■ Seu objetivo
Reproduza todas as linhas que se seguem, sem nenhuma alteração.

Linhas de um conjunto de dados de rotulagem de caixas:

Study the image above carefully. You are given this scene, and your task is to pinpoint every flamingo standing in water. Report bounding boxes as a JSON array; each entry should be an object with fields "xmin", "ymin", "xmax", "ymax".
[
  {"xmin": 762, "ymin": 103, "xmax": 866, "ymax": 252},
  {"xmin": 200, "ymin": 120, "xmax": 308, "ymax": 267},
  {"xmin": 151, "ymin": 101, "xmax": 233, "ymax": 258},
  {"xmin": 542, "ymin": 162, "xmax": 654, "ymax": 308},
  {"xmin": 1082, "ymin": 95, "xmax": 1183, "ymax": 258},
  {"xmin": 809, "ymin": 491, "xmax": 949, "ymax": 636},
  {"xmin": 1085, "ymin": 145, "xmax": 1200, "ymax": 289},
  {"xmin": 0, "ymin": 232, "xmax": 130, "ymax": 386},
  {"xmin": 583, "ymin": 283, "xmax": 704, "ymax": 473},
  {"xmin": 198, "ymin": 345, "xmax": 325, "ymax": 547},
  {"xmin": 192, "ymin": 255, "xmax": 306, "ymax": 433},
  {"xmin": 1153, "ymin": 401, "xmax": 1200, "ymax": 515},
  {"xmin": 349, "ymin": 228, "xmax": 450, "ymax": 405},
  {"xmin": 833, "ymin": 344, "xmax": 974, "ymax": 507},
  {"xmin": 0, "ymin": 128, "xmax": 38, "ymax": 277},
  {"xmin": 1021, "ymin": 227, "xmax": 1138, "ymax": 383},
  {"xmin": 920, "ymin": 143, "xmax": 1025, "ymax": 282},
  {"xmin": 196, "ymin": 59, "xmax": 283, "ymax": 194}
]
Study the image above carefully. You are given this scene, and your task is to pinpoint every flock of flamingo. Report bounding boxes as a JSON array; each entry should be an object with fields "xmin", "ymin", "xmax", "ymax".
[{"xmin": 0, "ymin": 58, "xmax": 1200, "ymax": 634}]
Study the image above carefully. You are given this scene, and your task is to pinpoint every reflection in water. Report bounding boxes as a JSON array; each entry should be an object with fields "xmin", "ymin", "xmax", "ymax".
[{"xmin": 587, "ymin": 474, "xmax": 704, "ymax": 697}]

■ Solução do problema
Study the image above carefully. You are given this scene, and your task is to pinpoint every flamingo standing in water. Report bounding boxes as a JSON array; each entry should be an object with fields "xmin", "ymin", "xmax", "ymax".
[
  {"xmin": 762, "ymin": 103, "xmax": 866, "ymax": 252},
  {"xmin": 200, "ymin": 120, "xmax": 308, "ymax": 267},
  {"xmin": 151, "ymin": 101, "xmax": 233, "ymax": 258},
  {"xmin": 542, "ymin": 162, "xmax": 654, "ymax": 308},
  {"xmin": 1082, "ymin": 95, "xmax": 1183, "ymax": 258},
  {"xmin": 809, "ymin": 491, "xmax": 949, "ymax": 636},
  {"xmin": 1085, "ymin": 145, "xmax": 1200, "ymax": 289},
  {"xmin": 0, "ymin": 232, "xmax": 130, "ymax": 386},
  {"xmin": 583, "ymin": 283, "xmax": 704, "ymax": 473},
  {"xmin": 198, "ymin": 345, "xmax": 325, "ymax": 547},
  {"xmin": 192, "ymin": 255, "xmax": 306, "ymax": 433},
  {"xmin": 1153, "ymin": 401, "xmax": 1200, "ymax": 515},
  {"xmin": 349, "ymin": 228, "xmax": 450, "ymax": 405},
  {"xmin": 833, "ymin": 344, "xmax": 974, "ymax": 507},
  {"xmin": 0, "ymin": 128, "xmax": 38, "ymax": 277},
  {"xmin": 1021, "ymin": 227, "xmax": 1138, "ymax": 383},
  {"xmin": 920, "ymin": 143, "xmax": 1025, "ymax": 282},
  {"xmin": 196, "ymin": 59, "xmax": 283, "ymax": 194}
]
Study the image above carefully. You are given this scene, and your task is to pinpoint every flock of flamingo. Report bounding boxes as a JSON array; each entry should be an object with fields "xmin", "ymin", "xmax", "ymax".
[{"xmin": 0, "ymin": 58, "xmax": 1200, "ymax": 634}]
Study the image above carefully. You are given this scene, and your task is to pinpoint every reflection in water. Report bounding boxes as a JSON array; each entry should be an object with fields "xmin", "ymin", "xmax", "ymax".
[{"xmin": 587, "ymin": 474, "xmax": 704, "ymax": 697}]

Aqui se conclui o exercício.